# [Task directions]
Leave out the pictures and repeat everything else in the records exactly.

--- begin Exercise material ---

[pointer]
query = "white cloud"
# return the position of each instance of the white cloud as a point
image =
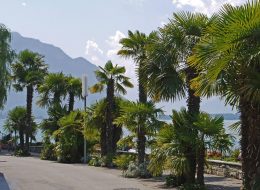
(205, 6)
(136, 2)
(92, 46)
(113, 42)
(93, 52)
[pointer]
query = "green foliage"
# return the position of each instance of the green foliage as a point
(111, 73)
(28, 70)
(235, 154)
(95, 161)
(122, 161)
(21, 153)
(132, 112)
(53, 90)
(70, 134)
(6, 57)
(16, 119)
(48, 151)
(134, 170)
(173, 181)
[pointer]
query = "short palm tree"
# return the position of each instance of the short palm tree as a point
(228, 60)
(6, 57)
(112, 77)
(28, 72)
(208, 127)
(73, 87)
(130, 117)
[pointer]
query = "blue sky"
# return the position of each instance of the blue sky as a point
(92, 28)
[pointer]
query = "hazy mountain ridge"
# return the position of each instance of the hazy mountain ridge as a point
(58, 61)
(227, 116)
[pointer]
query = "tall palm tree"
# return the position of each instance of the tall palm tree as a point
(228, 60)
(98, 120)
(6, 57)
(134, 46)
(28, 72)
(169, 75)
(16, 121)
(130, 117)
(112, 77)
(52, 92)
(73, 87)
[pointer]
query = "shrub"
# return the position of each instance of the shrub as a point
(107, 161)
(134, 170)
(48, 152)
(95, 161)
(192, 187)
(173, 181)
(235, 154)
(122, 161)
(20, 152)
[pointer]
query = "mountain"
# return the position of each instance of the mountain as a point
(58, 61)
(227, 116)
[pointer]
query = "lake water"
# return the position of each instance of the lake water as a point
(227, 123)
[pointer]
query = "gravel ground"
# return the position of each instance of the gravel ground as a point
(31, 173)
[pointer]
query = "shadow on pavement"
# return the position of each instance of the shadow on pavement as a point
(3, 183)
(219, 187)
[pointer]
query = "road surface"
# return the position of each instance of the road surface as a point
(31, 173)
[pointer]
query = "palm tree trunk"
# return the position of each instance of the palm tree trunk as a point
(29, 116)
(193, 104)
(252, 157)
(109, 120)
(141, 139)
(21, 137)
(117, 132)
(244, 107)
(103, 142)
(201, 162)
(71, 102)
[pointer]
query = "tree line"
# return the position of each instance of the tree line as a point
(192, 56)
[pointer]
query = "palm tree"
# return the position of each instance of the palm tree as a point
(169, 150)
(169, 75)
(16, 121)
(208, 127)
(6, 57)
(228, 60)
(73, 88)
(130, 117)
(28, 72)
(98, 121)
(135, 47)
(113, 78)
(52, 92)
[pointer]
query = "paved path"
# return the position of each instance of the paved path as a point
(34, 174)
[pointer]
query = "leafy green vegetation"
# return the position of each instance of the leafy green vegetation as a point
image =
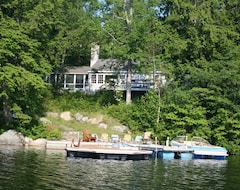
(194, 43)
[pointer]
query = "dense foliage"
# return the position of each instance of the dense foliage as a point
(195, 43)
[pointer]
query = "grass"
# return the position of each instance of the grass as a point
(76, 126)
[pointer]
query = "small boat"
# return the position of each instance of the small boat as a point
(116, 152)
(201, 148)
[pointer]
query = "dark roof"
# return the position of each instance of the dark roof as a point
(101, 65)
(78, 69)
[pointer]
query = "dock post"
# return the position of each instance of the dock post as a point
(156, 152)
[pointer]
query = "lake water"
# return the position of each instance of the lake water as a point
(44, 169)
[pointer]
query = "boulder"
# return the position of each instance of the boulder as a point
(78, 116)
(96, 120)
(103, 125)
(85, 119)
(38, 142)
(120, 128)
(52, 114)
(45, 121)
(66, 116)
(12, 137)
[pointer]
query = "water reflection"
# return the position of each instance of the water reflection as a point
(40, 169)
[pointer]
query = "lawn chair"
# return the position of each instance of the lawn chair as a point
(138, 139)
(76, 145)
(115, 138)
(104, 137)
(127, 138)
(147, 137)
(87, 137)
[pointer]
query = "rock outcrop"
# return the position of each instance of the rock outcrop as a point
(12, 137)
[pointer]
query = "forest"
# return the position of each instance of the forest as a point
(195, 43)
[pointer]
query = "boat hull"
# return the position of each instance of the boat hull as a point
(113, 154)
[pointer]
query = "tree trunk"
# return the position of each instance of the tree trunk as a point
(128, 8)
(6, 110)
(128, 83)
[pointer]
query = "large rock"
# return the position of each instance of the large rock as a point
(120, 128)
(52, 114)
(103, 125)
(78, 116)
(97, 120)
(66, 116)
(12, 137)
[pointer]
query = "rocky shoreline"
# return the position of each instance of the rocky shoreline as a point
(14, 138)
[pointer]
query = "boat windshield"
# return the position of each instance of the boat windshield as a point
(200, 140)
(180, 139)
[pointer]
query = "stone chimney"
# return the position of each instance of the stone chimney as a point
(94, 54)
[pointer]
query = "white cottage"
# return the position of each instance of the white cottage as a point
(103, 74)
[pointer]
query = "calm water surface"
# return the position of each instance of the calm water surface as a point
(40, 169)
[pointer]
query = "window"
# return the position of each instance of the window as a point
(79, 81)
(100, 79)
(94, 79)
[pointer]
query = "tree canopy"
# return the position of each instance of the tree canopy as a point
(195, 44)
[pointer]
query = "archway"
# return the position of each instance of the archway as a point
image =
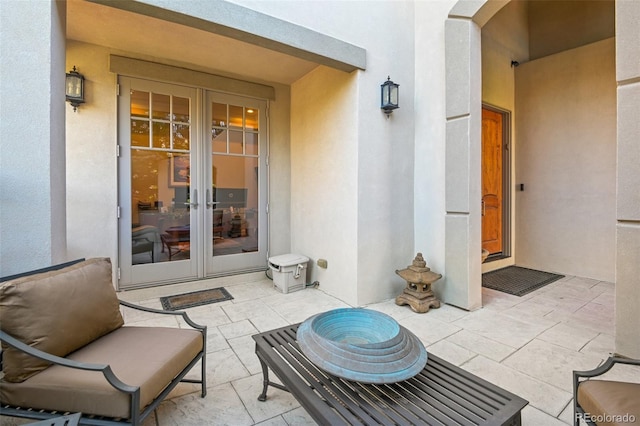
(463, 184)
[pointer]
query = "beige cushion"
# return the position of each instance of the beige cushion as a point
(57, 312)
(613, 399)
(149, 357)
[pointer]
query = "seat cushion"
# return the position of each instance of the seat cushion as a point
(610, 401)
(57, 312)
(149, 357)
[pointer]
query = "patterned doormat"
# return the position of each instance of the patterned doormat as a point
(517, 280)
(196, 298)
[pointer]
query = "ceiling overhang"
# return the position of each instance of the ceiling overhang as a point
(216, 35)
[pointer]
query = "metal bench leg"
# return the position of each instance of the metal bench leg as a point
(265, 380)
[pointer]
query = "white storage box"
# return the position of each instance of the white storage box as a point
(289, 272)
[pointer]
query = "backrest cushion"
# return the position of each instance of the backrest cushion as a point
(57, 312)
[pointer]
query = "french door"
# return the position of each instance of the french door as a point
(192, 183)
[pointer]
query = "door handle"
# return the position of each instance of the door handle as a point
(193, 204)
(210, 204)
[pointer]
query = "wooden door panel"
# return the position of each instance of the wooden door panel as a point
(492, 191)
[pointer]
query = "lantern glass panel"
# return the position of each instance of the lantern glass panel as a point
(74, 86)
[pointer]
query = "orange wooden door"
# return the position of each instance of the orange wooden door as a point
(492, 191)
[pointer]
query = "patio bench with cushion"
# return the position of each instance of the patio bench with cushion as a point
(605, 402)
(65, 349)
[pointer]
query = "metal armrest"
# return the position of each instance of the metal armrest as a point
(160, 311)
(606, 366)
(103, 368)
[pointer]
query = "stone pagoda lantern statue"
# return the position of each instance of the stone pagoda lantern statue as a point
(418, 294)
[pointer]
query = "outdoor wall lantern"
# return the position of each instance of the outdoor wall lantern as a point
(389, 100)
(74, 88)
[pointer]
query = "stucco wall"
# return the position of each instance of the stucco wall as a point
(348, 161)
(324, 166)
(566, 158)
(32, 166)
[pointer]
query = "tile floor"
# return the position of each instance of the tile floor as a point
(528, 345)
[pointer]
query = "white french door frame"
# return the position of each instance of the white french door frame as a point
(201, 262)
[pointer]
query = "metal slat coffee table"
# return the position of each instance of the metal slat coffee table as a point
(441, 394)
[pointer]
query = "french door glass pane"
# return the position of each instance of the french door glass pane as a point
(234, 147)
(160, 177)
(235, 196)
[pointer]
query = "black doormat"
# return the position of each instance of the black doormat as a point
(196, 298)
(517, 280)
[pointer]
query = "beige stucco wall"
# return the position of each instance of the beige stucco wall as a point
(32, 109)
(566, 158)
(324, 167)
(352, 169)
(628, 179)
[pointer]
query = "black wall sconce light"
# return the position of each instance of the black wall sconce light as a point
(74, 88)
(389, 101)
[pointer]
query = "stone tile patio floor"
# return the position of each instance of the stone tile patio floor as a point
(528, 345)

--- end Exercise material ---

# [Result for this task]
[pointer]
query = "white cloud"
# return the position of each instance of the white cloud as a point
image =
(205, 6)
(136, 2)
(92, 46)
(113, 42)
(93, 52)
[pointer]
query = "green foliage"
# return the position of each instance of the green foliage as a point
(111, 73)
(28, 70)
(235, 154)
(95, 161)
(122, 161)
(21, 153)
(132, 112)
(53, 90)
(70, 134)
(6, 57)
(16, 119)
(48, 151)
(134, 170)
(173, 181)
[pointer]
query = "short palm tree"
# return the position of each instance of the short palm tree as a point
(228, 60)
(6, 57)
(112, 77)
(28, 72)
(208, 127)
(73, 87)
(130, 117)
[pointer]
query = "blue sky"
# return the position of each instance of the blue sky as a point
(92, 28)
[pointer]
query = "hazy mountain ridge"
# return the position of each instance of the hazy mountain ridge as a point
(58, 61)
(227, 116)
[pointer]
query = "tall palm tree"
# return the position of each instance of the tall palm tree as a point
(228, 60)
(98, 120)
(6, 57)
(134, 46)
(28, 72)
(169, 75)
(16, 121)
(130, 117)
(112, 77)
(52, 92)
(73, 87)
[pointer]
query = "shrub"
# return the position of each instance of the shrub as a point
(107, 161)
(134, 170)
(48, 152)
(95, 161)
(192, 187)
(173, 181)
(235, 154)
(122, 161)
(20, 152)
[pointer]
query = "mountain"
# return the position of each instance of the mountain as a point
(58, 61)
(227, 116)
[pointer]
query = "lake water"
# return the position of each instance of the lake water as a point
(227, 123)
[pointer]
query = "gravel ground"
# return the position of each instance of the gravel ground as a point
(31, 173)
[pointer]
query = "shadow on pavement"
# return the position of each instance of the shadow on pavement as a point
(3, 183)
(219, 187)
[pointer]
query = "road surface"
# return the position of each instance of the road surface as a point
(31, 173)
[pointer]
query = "palm tree trunk"
# return the position of each instance of the palm tree trunk as a point
(29, 116)
(193, 104)
(252, 157)
(109, 120)
(141, 139)
(21, 137)
(117, 132)
(244, 107)
(103, 142)
(201, 162)
(71, 102)
[pointer]
query = "tree line"
# return the position of each instance of the tree line as a point
(192, 56)
[pointer]
query = "palm tree"
# return the position of each instance of the palm tree as a point
(169, 150)
(169, 75)
(16, 121)
(208, 127)
(6, 57)
(228, 60)
(73, 88)
(130, 117)
(28, 72)
(98, 121)
(135, 47)
(113, 78)
(52, 92)
[pointer]
query = "paved path"
# return the position of each instance of the paved path as a point
(34, 174)
[pointer]
query = "leafy green vegetation"
# return the position of each instance of the leafy green vegetation as a point
image =
(194, 43)
[pointer]
query = "dense foliage"
# return the position of each instance of the dense foliage as a point
(195, 43)
[pointer]
query = "grass"
# return the position of each instance of the grass as a point
(76, 126)
[pointer]
query = "small boat"
# return the position of each instance of the small boat as a point
(116, 152)
(201, 148)
[pointer]
query = "dark roof"
# return the position of each instance of the dark roof as a point
(101, 65)
(78, 69)
[pointer]
query = "dock post"
# return the position of each instance of the dock post as a point
(156, 152)
[pointer]
query = "lake water"
# return the position of each instance of the lake water as a point
(44, 169)
[pointer]
query = "boulder"
# return the position of each instance of the boulder as a point
(78, 116)
(96, 120)
(103, 125)
(85, 119)
(38, 142)
(120, 128)
(52, 114)
(45, 121)
(66, 116)
(12, 137)
[pointer]
query = "water reflection"
# return the position of each instance of the water reflection as a point
(40, 169)
[pointer]
query = "lawn chair"
# return the position of each instance of the lawn chair as a point
(138, 139)
(76, 145)
(115, 138)
(104, 137)
(127, 138)
(147, 137)
(87, 137)
[pointer]
query = "rock outcrop"
# return the position of each instance of the rock outcrop as a point
(12, 137)
[pointer]
query = "forest"
# return the position of each instance of the forest as a point
(195, 43)
[pointer]
query = "boat hull"
# return the position of each instance of the boat hull as a point
(113, 154)
[pointer]
query = "tree trunk"
# return the position of each instance of the tree trunk as a point
(128, 8)
(6, 110)
(128, 83)
[pointer]
query = "large rock"
# return the position of each instance of the large rock as a point
(120, 128)
(52, 114)
(103, 125)
(78, 116)
(97, 120)
(66, 116)
(12, 137)
[pointer]
query = "rocky shoreline"
# return the position of each instance of the rocky shoreline as a point
(14, 138)
[pointer]
query = "boat windshield"
# return the position of each instance of the boat windshield as a point
(200, 140)
(180, 139)
[pointer]
query = "stone chimney"
# return the position of each instance of the stone chimney as a point
(94, 54)
[pointer]
query = "white cottage"
# return the position of each instance of the white cottage as a point
(103, 74)
[pointer]
query = "calm water surface"
# return the position of each instance of the calm water surface as a point
(40, 169)
[pointer]
query = "window"
# return the position of each instance of the window as a point
(79, 81)
(100, 79)
(94, 79)
[pointer]
query = "tree canopy"
# return the position of each instance of the tree canopy as a point
(195, 44)
[pointer]
query = "archway"
# return the position of each instance of the archway as a point
image =
(463, 184)
[pointer]
query = "beige cushion"
# return the position of each instance of the beige cushion as a point
(57, 312)
(613, 399)
(149, 357)
[pointer]
query = "seat cushion"
# return the position of each instance of the seat cushion as a point
(610, 401)
(57, 312)
(149, 357)
[pointer]
query = "patterned doormat"
# return the position of each instance of the patterned doormat as a point
(517, 280)
(196, 298)
[pointer]
query = "ceiling overhang"
# return the position of each instance of the ceiling overhang as a point
(216, 35)
[pointer]
query = "metal bench leg"
# return the position of each instance of the metal bench leg as a point
(265, 380)
[pointer]
query = "white storage box"
# return the position of each instance of the white storage box as a point
(289, 272)
[pointer]
query = "backrest cushion"
# return the position of each instance of the backrest cushion as a point
(57, 312)
[pointer]
query = "french door"
# return the position of each instance of the french door as a point
(192, 183)
[pointer]
query = "door handle"
# return the position of each instance of the door handle as a point
(193, 204)
(210, 204)
[pointer]
query = "wooden door panel"
# return the position of each instance of the wooden door panel as a point
(492, 191)
[pointer]
query = "lantern glass panel"
# return the position of each instance of the lantern glass panel as a point
(74, 86)
[pointer]
query = "orange wooden door"
# return the position of each instance of the orange wooden door as a point
(492, 191)
[pointer]
query = "patio bench with cushion"
# return the position of each instance of the patio bench with cushion as a point
(605, 402)
(65, 349)
[pointer]
query = "metal armrest"
# return the position of each instance of the metal armrest as a point
(160, 311)
(606, 366)
(103, 368)
[pointer]
query = "stone pagoda lantern statue"
# return the position of each instance of the stone pagoda lantern statue as a point
(418, 294)
[pointer]
query = "outdoor wall lantern"
# return the position of each instance of the outdoor wall lantern as a point
(389, 100)
(74, 88)
[pointer]
query = "stucco wall"
# return the position of each instance of the stucco wall as a point
(348, 161)
(324, 166)
(566, 158)
(32, 166)
[pointer]
query = "tile floor"
# return the position of each instance of the tile floor as a point
(528, 345)
[pointer]
query = "white french door frame"
# return the position of each instance of the white french door frame as a point
(201, 262)
[pointer]
query = "metal slat coffee table"
# return the position of each instance of the metal slat coffee table as a point
(441, 394)
[pointer]
query = "french door glass pane"
# return the position of each instance of the french door glass pane as a point
(234, 147)
(160, 177)
(235, 196)
[pointer]
query = "black doormat"
# return the position of each instance of the black doormat as a point
(196, 298)
(517, 280)
[pointer]
query = "beige stucco wall"
# return the position of each instance of the beige stucco wall as a point
(32, 109)
(566, 158)
(324, 167)
(352, 169)
(628, 179)
[pointer]
query = "black wall sconce light"
# return the position of each instance of the black wall sconce light as a point
(74, 88)
(389, 101)
[pointer]
query = "stone tile patio floor"
# return the position of each instance of the stone tile patio floor as a point
(528, 345)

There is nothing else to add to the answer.